- [PAGE EXCERPT]

The show featured an earlier conception of Hanson’s three 12-inch beaded squares, which appear in “Warehouse Vets.” The squares feature the “lazy stitch,” a Lakota technique that groups rows of seven beads together. Each painstakingly sewn piece contains 30,000 beads sewn onto traditionally tanned deer hides.

It took him most of last year to accomplish. Hanson, a former Benedictine monk who lives in a log cabin in Avon, beads routinely every morning from 6 a.m. until noon. He starts after stoking the woodstove. While he works, he listens to National Public Radio. (He doesn’t have a TV.)

He enjoys beading because, “It’s the kind of thing where you have to be present but you don’t have to think. It’s meditative,” he said.

Nielsen’s circles

In Nielsen’s work, it is circles that have recurred most over the past 30 years. Multicolored concentric circles emerge from the center of the painted Masonite panels. Only one color is applied each day. They took him two years to complete.

(Point location data)
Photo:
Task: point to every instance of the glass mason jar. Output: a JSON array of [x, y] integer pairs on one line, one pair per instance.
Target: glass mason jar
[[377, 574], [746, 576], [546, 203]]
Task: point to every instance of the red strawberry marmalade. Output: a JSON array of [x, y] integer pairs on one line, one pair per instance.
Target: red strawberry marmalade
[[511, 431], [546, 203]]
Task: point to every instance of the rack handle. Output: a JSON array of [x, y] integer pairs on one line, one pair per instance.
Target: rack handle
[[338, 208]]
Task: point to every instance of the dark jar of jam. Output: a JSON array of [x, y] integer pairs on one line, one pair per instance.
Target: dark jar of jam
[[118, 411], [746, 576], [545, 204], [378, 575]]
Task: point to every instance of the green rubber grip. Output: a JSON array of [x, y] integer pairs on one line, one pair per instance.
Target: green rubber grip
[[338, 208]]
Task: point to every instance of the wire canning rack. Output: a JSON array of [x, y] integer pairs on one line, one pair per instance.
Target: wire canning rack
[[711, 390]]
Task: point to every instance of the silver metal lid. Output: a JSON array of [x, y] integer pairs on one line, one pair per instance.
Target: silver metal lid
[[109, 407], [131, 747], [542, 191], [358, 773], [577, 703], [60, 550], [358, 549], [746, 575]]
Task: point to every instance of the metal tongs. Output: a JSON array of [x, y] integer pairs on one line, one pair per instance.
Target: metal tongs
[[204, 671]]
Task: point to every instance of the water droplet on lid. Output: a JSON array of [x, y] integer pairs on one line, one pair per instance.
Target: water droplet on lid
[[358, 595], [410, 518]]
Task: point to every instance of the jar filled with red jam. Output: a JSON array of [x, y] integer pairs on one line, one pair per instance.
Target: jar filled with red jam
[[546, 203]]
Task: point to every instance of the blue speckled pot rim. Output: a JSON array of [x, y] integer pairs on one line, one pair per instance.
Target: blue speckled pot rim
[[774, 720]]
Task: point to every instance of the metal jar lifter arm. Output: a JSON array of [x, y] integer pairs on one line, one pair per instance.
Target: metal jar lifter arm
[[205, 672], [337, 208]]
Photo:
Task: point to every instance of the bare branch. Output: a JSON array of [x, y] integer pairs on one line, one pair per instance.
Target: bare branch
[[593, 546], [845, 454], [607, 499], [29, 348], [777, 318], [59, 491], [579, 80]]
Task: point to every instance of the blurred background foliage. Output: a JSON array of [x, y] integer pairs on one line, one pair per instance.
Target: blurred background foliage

- [WHAT IS REQUIRED]
Could you carry on the passage about Hanson's beadwork and Nielsen's circle paintings, picking up right after its last sentence?

- [RESULT]
He says they’re unpredictable: “I make those paintings to see what they’re going to look like and bring into the world stuff nobody’s ever seen before.”

Nielsen, who usually makes commissioned pieces for public spaces, worked on all four panels at once. None of the colors was premeditated. It was a moment-by-moment palette that he judged sequentially. Starting with the small dot in the center, he built up a series of bands, applying each color in response to the color that came before it. He said that he wanted to add in the color’s counterpoint and to interpret it.

“You can look at any two bands and discuss those two for harmony, dissonance, quality then move to another pair and another and then a quad,” he said.

There’s a rhythm in the colors. “I think that as the ear hears progressions in sound and music, the eye can respond to color with forms that translate to an internalized feeling,” he said.

Larson’s triangles

Larson claimed that he never intended to become an artist: “I always had an icy relationship with conceptual and minimal art.”

His 160-pound pieces in the show are just one component of a bigger cast iron series called “Northome” that pay homage to a 1912 Frank Lloyd Wright house on Lake Minnetonka that a later owner deconstructed. Although Wright considered Northome one of his finest accomplishments, the owner sold pieces of the structure in the ’70s to the Minneapolis Institute of Arts, 2400 3rd Ave. S. and New York’s Metropolitan Museum of Art, among others.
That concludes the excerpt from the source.